**Directive:** Revise the records below so that every "Result" reads "Output", and keep everything else the same.

**Dataset excerpts:**

** start **

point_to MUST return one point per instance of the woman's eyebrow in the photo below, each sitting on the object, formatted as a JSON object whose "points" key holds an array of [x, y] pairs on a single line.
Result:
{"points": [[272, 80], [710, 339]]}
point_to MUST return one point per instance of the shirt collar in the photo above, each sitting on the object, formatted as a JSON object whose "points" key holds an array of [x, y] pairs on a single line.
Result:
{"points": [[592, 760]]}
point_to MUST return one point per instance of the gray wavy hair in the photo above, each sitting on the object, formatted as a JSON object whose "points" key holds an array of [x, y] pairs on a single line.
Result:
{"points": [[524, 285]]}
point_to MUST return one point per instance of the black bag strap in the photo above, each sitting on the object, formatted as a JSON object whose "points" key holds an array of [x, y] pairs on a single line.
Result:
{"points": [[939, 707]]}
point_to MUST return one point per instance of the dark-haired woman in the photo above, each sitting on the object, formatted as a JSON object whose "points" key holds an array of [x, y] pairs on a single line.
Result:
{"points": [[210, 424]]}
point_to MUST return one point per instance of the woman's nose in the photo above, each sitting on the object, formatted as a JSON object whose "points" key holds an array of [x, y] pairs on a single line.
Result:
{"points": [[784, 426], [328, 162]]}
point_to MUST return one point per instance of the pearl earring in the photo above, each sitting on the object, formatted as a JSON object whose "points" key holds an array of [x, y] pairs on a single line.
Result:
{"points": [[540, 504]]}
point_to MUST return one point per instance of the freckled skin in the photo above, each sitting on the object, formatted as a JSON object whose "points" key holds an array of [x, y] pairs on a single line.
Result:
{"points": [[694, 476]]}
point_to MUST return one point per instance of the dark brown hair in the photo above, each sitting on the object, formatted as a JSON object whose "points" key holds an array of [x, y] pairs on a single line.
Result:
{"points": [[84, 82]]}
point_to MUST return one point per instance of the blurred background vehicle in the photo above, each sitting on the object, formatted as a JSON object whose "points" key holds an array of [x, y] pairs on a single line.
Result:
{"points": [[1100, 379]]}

** end **

**Reply to the exercise:**
point_to MUST return one point per instance of the woman's eyebrow in the photo below, each sitting on the object, formatted as a JSON object whose "points" key holds an array of [x, y] pairs on a single line.
Output:
{"points": [[272, 80], [710, 339]]}
point_to MUST return one point per instance of the shirt collar in the photo above, each sitting on the object, formatted as a JSON object whose "points" key holds an array of [x, y] pairs on a single line.
Output:
{"points": [[592, 760]]}
point_to MUST return one point per instance of the gray wavy hair in the photo above, each sitting on the object, formatted as a JSON object whose "points" key holds an array of [x, y] pairs on a single line.
Output:
{"points": [[524, 285]]}
point_to MUST return one point per instance of the black bag strap in the photo above, each sitting on the object, formatted as a JSON object whose "points" key holds an array of [x, y] pairs on a single line.
Output:
{"points": [[939, 707]]}
point_to MUST return one point per instance of the dark-haired woman in the photo above, each sitting on the object, formatted as a JSON object whose "points" key holds an array of [x, y] pairs on a single line.
Output:
{"points": [[210, 424]]}
point_to MUST return one point per instance of the woman's nose in the photo above, each sitting on the object, formatted as a JSON object whose "points" key holds an array of [x, y] pairs on a single line.
Output:
{"points": [[784, 426], [328, 162]]}
point_to MUST return one point per instance of the pearl earring in the photo above, each sitting on the object, formatted as a JSON object whose "points" key holds an array of [x, y] pairs on a single line.
Output:
{"points": [[540, 504]]}
point_to MUST return one point per instance of the freckled skin in the photo above, each sitting on the object, formatted as a JSON object whose "points" key holds an array of [x, y] pairs on a single line.
Output:
{"points": [[694, 476]]}
point_to MUST return one point per instance of the dark brown hair in the photo above, each sitting on the object, formatted as a JSON object whose "points" key holds an array of [x, y] pairs on a single line.
Output:
{"points": [[84, 82]]}
point_to MUST return one point per instance of the blurred background vehicle in the photo above, each sitting on the object, formatted as a JSON object whose "points" key holds an array of [x, y] pairs on a single line.
Output:
{"points": [[1100, 379]]}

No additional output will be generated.